*Problem requirements*.
Go through the entries below and tally the lines containing the string "beige"; report only the tally.

(Stored data entries)
= = = =
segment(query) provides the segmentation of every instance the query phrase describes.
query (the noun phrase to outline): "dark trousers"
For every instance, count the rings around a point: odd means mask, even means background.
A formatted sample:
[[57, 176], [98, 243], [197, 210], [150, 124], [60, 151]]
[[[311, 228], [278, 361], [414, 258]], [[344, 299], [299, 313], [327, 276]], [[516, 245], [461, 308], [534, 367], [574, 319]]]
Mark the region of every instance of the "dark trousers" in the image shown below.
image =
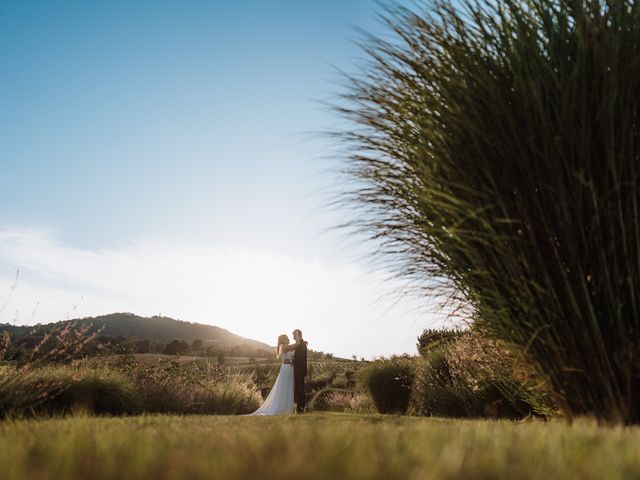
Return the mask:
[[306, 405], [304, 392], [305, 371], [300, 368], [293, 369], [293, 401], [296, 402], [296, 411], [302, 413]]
= = = =
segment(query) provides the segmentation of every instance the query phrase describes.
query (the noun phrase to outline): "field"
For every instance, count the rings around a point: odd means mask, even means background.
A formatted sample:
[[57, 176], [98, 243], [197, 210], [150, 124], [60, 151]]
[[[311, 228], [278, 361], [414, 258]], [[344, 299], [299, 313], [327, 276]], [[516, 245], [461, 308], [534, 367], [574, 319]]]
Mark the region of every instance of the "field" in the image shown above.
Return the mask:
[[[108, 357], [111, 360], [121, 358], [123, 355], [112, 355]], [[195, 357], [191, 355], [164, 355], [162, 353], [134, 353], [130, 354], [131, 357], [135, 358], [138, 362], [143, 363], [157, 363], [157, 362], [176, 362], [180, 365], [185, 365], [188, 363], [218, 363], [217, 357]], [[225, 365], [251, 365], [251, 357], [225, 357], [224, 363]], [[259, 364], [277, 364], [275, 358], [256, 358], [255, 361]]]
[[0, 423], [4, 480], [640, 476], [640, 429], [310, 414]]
= = = =
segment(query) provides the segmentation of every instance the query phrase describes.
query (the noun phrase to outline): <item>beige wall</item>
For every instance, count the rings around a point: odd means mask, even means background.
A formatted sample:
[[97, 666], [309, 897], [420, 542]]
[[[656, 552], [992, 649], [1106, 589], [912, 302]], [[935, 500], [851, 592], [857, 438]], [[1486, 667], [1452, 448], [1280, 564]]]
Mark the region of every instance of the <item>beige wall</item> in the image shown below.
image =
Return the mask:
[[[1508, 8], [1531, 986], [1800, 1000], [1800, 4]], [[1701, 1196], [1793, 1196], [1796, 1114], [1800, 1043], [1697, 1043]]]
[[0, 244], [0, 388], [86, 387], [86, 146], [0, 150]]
= = = =
*Answer to this task*.
2